## SELECTED PASSAGE
= = = = = = =
Menlo Park Fire Chief Harold Schapelhouman was one of the emergency responders at the scene that day. He said four of the original team are currently working at the Menlo Park Fire District, and leaving town is out of the question during the COVID-19 emergency.
He and others returned to Oklahoma City one year after the attack, and a large group had been planning to return for the 25th anniversary this past Sunday. He said he misses the Oklahoma locals, who treated the first responders with great kindness during their response to the April 19, 1995, truck bombing that killed 19 children and left nearly 700 people with injuries.
“After the World Trade Center Collapse Deployment on 9-11-01, a number of us were being interviewed and the reporter said, ‘I’ll bet this was the worst disaster you’ve ever responded to,’” Schapelhouman said in a statement.
“About five of us who had responded to both events said ‘no, it was the Oklahoma City Bombing.’ I remember thinking that only I had felt that way. As we talked about it, we all realized how much it had affected us and changed our lives,” he said.
The largest bombing remembrance memorial outside of Oklahoma City is located at the fire district’s training center near the Dumbarton Bridge, according to the department. It contains columns and granite slab from the Alfred P. Murrah Building, the location of the 1995 attack, and flowers and flags were placed at the site last weekend.
“Twenty five years later and with a global pandemic going on, resilience, mental toughness, perspective and a healthy balance and appreciation of how good life has been and still is, despite significant hurdles I’ve had to personally overcome, due to a humbling and major life changing injury, helps me navigate most challenges with courage, a deep appreciation to be in this moment, and not fear or dread, that I see so many people struggling with right now,” Schapelhouman said.
= = = = = = =
## REQUIREMENT 1
From the article, list everything the memorial at the fire district's training center contains or had placed at it.
## REQUIREMENT 2
Rewrite the article from "Menlo Park Fire Chief" down to "people with injuries.", switching "locals" to "residents".
The listing that follows has no connection to the article.
= = = = = = =
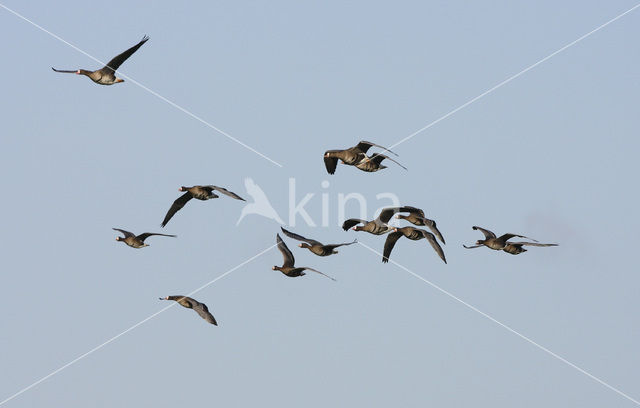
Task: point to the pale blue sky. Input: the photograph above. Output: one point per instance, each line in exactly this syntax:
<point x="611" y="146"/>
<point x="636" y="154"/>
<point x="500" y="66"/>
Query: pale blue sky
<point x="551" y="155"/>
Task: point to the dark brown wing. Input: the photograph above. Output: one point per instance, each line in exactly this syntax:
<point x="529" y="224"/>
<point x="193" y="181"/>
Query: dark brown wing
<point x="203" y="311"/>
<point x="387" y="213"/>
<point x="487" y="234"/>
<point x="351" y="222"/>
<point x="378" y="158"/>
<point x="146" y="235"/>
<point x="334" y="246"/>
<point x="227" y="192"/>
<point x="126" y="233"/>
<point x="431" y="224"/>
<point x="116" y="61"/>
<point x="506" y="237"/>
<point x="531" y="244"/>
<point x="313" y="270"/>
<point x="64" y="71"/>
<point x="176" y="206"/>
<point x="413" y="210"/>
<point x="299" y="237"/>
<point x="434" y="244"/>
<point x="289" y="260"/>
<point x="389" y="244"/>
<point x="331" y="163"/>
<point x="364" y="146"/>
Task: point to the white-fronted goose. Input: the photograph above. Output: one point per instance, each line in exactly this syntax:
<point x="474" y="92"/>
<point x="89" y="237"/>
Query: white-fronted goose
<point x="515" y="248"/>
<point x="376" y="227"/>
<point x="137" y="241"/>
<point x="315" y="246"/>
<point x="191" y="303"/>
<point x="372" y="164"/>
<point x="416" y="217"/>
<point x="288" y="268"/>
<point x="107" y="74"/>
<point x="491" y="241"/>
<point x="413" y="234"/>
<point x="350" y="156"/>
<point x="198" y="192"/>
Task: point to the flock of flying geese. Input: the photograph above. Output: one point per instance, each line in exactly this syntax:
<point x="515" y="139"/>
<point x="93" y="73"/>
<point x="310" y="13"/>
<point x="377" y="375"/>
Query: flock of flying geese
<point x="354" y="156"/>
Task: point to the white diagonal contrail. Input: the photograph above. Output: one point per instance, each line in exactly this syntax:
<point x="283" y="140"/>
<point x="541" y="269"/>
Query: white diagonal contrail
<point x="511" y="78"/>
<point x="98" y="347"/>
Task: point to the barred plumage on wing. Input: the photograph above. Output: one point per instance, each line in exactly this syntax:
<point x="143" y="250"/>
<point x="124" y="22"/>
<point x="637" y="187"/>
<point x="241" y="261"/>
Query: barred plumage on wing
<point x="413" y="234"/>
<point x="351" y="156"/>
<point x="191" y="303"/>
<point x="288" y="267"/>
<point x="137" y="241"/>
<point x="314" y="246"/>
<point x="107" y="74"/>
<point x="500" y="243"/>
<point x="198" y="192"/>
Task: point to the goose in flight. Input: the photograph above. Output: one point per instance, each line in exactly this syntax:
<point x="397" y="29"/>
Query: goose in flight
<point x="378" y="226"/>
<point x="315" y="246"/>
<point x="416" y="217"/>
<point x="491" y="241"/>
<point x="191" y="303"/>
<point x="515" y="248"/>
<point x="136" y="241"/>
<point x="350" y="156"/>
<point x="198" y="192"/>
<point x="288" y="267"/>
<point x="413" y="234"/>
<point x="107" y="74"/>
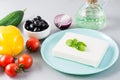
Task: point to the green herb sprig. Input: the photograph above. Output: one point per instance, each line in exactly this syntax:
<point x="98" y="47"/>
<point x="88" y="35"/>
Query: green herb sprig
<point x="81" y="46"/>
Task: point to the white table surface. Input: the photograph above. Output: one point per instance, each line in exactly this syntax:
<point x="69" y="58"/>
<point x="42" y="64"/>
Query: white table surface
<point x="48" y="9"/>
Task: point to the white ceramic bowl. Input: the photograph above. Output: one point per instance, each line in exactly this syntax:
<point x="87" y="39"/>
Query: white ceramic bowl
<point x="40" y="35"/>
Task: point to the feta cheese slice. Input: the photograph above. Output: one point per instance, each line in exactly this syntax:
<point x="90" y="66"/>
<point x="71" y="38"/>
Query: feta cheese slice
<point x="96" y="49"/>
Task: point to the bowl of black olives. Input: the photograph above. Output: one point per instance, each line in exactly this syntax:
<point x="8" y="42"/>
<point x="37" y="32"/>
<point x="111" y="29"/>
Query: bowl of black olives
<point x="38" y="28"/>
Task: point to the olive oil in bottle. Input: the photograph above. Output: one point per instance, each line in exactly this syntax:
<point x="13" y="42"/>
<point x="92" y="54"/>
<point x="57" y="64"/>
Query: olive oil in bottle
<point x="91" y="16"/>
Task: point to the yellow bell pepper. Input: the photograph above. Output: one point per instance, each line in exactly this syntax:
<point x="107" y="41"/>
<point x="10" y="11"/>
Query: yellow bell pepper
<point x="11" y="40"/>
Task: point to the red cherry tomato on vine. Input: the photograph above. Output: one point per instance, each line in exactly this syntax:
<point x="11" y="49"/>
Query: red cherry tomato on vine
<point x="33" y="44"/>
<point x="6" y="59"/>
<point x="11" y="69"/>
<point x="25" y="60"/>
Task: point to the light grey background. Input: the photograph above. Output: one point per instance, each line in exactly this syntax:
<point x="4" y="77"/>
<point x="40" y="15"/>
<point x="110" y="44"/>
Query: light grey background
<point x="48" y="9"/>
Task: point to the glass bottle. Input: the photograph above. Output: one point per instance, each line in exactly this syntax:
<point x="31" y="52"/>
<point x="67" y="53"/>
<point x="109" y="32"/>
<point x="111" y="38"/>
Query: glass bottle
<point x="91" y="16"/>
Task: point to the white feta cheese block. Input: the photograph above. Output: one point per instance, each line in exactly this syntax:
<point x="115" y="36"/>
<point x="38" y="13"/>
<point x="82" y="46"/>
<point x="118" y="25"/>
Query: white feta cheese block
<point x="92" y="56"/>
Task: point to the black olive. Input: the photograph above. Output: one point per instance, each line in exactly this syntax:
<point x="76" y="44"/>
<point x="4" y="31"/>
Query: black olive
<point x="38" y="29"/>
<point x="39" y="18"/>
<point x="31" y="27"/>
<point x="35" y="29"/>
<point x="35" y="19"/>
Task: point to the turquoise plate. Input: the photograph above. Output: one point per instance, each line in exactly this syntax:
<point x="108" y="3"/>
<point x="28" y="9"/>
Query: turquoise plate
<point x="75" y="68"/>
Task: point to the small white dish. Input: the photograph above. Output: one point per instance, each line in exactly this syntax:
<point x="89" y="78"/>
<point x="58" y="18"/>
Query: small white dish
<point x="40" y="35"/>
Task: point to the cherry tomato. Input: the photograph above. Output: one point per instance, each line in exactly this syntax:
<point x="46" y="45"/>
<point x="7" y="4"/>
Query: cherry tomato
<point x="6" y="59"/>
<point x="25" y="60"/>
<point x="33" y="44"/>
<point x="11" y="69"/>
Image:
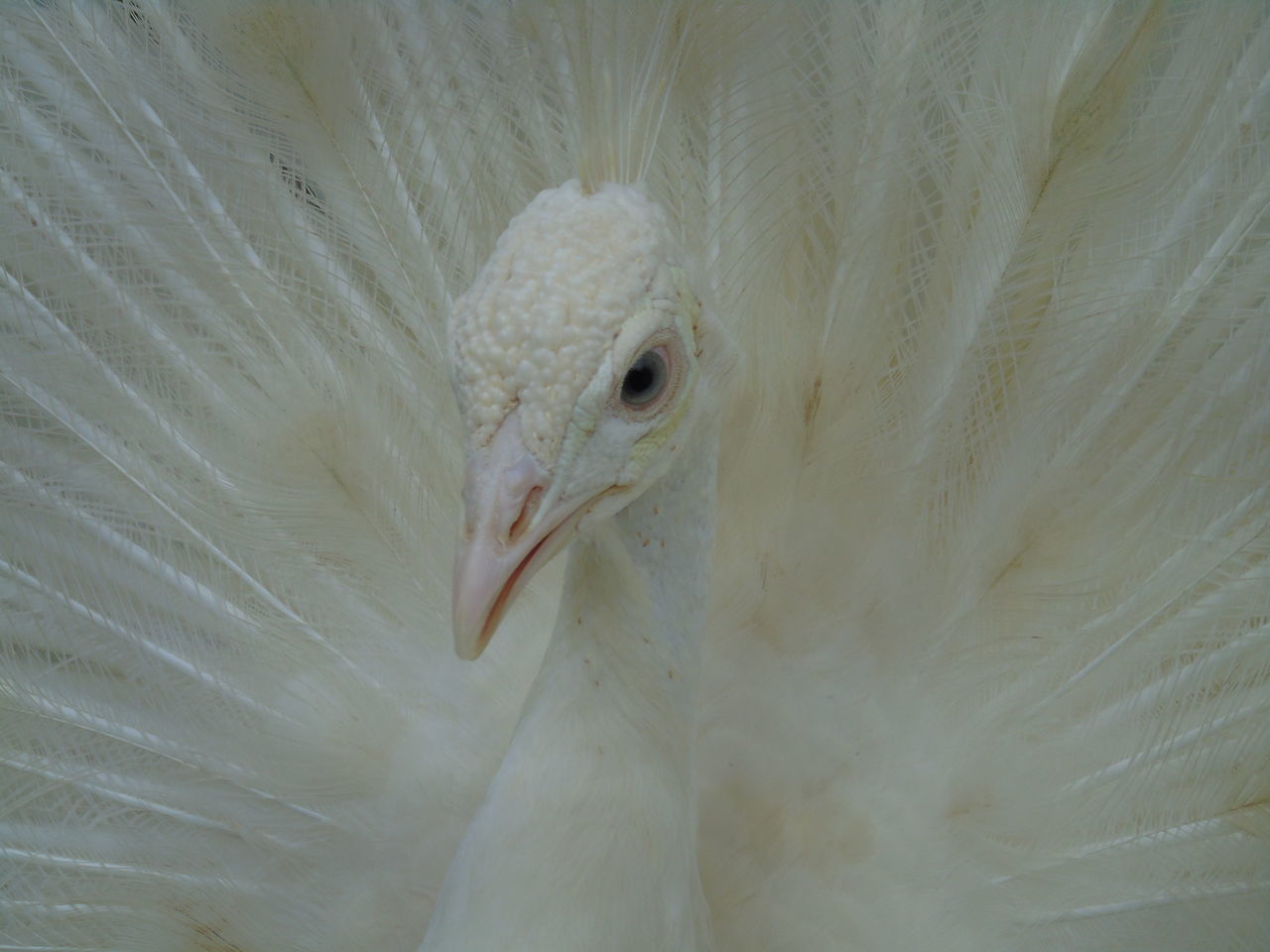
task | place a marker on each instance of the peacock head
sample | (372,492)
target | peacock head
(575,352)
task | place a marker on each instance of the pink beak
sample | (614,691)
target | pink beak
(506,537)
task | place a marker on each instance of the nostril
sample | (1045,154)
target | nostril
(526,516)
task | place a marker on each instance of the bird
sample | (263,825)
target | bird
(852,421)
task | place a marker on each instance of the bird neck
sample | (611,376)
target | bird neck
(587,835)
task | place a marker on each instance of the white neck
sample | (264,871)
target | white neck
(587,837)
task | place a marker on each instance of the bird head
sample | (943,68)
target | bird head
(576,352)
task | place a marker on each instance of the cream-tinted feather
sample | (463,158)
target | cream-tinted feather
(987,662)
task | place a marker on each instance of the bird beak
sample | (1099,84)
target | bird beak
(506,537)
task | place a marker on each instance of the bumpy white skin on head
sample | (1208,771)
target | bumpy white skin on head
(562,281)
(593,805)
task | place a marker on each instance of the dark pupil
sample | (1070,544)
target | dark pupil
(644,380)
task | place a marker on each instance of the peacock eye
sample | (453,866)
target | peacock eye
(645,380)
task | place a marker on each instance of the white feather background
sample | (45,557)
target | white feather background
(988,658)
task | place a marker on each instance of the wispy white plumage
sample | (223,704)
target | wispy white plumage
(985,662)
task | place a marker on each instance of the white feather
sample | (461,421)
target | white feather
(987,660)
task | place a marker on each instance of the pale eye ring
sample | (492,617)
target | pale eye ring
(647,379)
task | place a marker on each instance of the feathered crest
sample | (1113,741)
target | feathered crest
= = = = = = =
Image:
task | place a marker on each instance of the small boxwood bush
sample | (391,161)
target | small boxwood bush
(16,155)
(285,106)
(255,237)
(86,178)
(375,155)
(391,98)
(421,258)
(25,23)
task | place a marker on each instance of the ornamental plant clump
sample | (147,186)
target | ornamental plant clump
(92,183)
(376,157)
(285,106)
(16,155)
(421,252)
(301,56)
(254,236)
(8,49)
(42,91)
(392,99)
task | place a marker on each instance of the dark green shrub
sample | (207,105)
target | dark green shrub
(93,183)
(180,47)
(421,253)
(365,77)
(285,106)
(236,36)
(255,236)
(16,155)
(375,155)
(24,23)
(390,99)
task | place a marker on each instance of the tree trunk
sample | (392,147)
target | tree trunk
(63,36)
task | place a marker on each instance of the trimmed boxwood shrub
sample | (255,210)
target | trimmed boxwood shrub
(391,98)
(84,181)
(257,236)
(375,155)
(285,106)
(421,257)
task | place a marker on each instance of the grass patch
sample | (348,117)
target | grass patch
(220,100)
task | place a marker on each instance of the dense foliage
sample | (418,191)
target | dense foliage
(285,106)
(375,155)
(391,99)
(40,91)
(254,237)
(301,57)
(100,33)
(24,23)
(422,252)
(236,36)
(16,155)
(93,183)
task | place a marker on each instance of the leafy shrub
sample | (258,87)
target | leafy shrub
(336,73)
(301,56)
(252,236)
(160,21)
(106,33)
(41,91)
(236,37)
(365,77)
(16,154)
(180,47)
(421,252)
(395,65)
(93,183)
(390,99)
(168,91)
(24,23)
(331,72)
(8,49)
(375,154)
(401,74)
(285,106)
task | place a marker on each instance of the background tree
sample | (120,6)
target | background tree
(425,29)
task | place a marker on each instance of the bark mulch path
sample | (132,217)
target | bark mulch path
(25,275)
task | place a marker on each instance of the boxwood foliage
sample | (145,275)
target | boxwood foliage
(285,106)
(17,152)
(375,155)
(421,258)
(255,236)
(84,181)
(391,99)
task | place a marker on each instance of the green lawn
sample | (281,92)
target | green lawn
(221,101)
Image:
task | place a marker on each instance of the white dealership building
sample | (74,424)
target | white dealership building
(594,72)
= = = = = = =
## WORKED SOLUTION 1
Columns, a granite slab, flowers, and flags.

## WORKED SOLUTION 2
Menlo Park Fire Chief Harold Schapelhouman was one of the emergency responders at the scene that day. He said four of the original team are currently working at the Menlo Park Fire District, and leaving town is out of the question during the COVID-19 emergency.
He and others returned to Oklahoma City one year after the attack, and a large group had been planning to return for the 25th anniversary this past Sunday. He said he misses the Oklahoma residents, who treated the first responders with great kindness during their response to the April 19, 1995, truck bombing that killed 19 children and left nearly 700 people with injuries.